=== TASKS FOR THIS EXERCISE ===
- 1) In the Oscar wishlist, condense the paragraph beginning "Because the Gods are kind" while keeping its main facts.
- 2) Reproduce the stretch of the Oscar wishlist from "1. Nicole Kidman" through "NEEDS TO HAPPEN.", changing "peeing" to "urinating".

=== DOCUMENT EXTRACT ===
---*---
Without further ado, this is my Oscar Dark Horse wishlist, in no particular order. In the comments section, let me know who I missed.  Who is bound to get overlooked this year? Who do you want to see win all dem awards? And if your answer is Adam Sandler for That’s My Boy, be gone with you. You’re not welcome here.

1. Nicole Kidman for Best Supporting Actress (The Paperboy)

Because the Gods are kind, Nicole Kidman magically got nominated for a Screen Actors Guild award and a Golden Globe for this role, which is fantastic for a number of reasons. Reason #1: Playing a damaged Southern belle, Kidman gives what might be her best performance — totally committing to the crazy movie she’s acting in. I’m a huge Amy Adams fan, but I could easily bump her or Helen Hunt (my mortal enemy) to see her honored for it. Reason #2: In the film’s most, um, infamous moment, Nicole Kidman heals Zac Efron’s jellyfish sting by peeing on him. So, if she got nominated for an Oscar, Nicole Kidman could win an award for peeing on Zac Efron. THIS NEEDS TO HAPPEN.
---*---
=== PROVIDED MATERIAL ===

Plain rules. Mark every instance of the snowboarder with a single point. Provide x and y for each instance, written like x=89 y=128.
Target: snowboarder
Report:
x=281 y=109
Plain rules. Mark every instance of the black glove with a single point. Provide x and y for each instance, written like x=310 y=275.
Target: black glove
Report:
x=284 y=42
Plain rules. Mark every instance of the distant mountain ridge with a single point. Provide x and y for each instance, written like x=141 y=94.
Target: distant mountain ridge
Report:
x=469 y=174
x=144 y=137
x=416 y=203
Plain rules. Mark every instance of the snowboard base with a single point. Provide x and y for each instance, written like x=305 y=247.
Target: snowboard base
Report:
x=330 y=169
---*---
=== OUTPUTS BY TASK ===
- 1) Nicole Kidman earned Screen Actors Guild and Golden Globe nominations for The Paperboy. As a damaged Southern belle who fully commits to the film, she gives what may be her best performance, and the writer would bump Amy Adams or Helen Hunt to see her honored. In the film's infamous moment, she heals Zac Efron's jellyfish sting by peeing on him, so an Oscar nomination could let her win an award for peeing on Zac Efron.

- 2)
1. Nicole Kidman for Best Supporting Actress (The Paperboy)

Because the Gods are kind, Nicole Kidman magically got nominated for a Screen Actors Guild award and a Golden Globe for this role, which is fantastic for a number of reasons. Reason #1: Playing a damaged Southern belle, Kidman gives what might be her best performance — totally committing to the crazy movie she’s acting in. I’m a huge Amy Adams fan, but I could easily bump her or Helen Hunt (my mortal enemy) to see her honored for it. Reason #2: In the film’s most, um, infamous moment, Nicole Kidman heals Zac Efron’s jellyfish sting by urinating on him. So, if she got nominated for an Oscar, Nicole Kidman could win an award for urinating on Zac Efron. THIS NEEDS TO HAPPEN.